• **Selected excerpt**:
● ● ●

Be on Time!

We have clocks for a reason, people.

YahooNews points me to a clickbaity local news story titled “‘Ruined a day that was supposed to be hers’: Family locked out of high school graduation in Reedley.” The gist is that “around 50 people” were unable to attend the ceremony because they showed up after the event started and the gates were locked. They had tickets, which stated the gates opened at 6:30 pm and that the event started at 8:00 pm but gave no indication that they would be locked if they were late. So, they’re angry at the school district.

Having attended many events to which I showed up well ahead of the appointed time to ensure that I was seated and then had my enjoyment of said event constantly disrupted by those who did not show similar consideration, I wholeheartedly endorse the policy of shutting the doors to latecomers. Surely, 90 minutes is adequate time to park and find one’s seat.

For example, a couple of weeks back my wife and I attended a comedy show in Baltimore. That required accounting for considerable traffic, navigating a relatively unfamiliar city, and enduring a longish security line. And yet we still managed to be seated in time for the warm-up act. Yet dozens of people kept filing in throughout not only the warm-up act but the headliner.

● ● ●

• **Work request 1**:
Please copy the post about latecomers from the words "YahooNews points me" through "the school district.", replacing "school district" with "county board".
• **Work request 2**:
Summarize the post about latecomers in two sentences.

• **Supplied material**:
● ● ●

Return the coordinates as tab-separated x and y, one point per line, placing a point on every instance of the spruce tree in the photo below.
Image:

● ● ●

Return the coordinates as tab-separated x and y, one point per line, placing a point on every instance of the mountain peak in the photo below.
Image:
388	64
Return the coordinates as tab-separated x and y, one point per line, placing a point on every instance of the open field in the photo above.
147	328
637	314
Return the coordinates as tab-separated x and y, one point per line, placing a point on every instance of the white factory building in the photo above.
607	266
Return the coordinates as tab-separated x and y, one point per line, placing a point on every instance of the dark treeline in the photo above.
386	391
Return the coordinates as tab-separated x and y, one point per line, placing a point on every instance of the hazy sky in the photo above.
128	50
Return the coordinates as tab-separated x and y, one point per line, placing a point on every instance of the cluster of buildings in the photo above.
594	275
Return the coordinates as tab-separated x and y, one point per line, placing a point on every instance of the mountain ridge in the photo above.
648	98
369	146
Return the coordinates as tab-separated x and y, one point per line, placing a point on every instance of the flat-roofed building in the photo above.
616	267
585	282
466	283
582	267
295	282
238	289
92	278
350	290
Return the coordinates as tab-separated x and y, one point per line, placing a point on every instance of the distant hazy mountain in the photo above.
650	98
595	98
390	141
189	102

● ● ●

• **Problem solution 1**:
YahooNews points me to a clickbaity local news story titled “‘Ruined a day that was supposed to be hers’: Family locked out of high school graduation in Reedley.” The gist is that “around 50 people” were unable to attend the ceremony because they showed up after the event started and the gates were locked. They had tickets, which stated the gates opened at 6:30 pm and that the event started at 8:00 pm but gave no indication that they would be locked if they were late. So, they’re angry at the county board.

• **Problem solution 2**:
A local news story reported that about 50 people with tickets were locked out of a high school graduation in Reedley because they arrived after it started, and they are angry at the school district. The writer endorses shutting the doors to latecomers, noting that 90 minutes should be enough time to park and find a seat, and recalls arriving on time for a comedy show in Baltimore while dozens of others kept filing in late.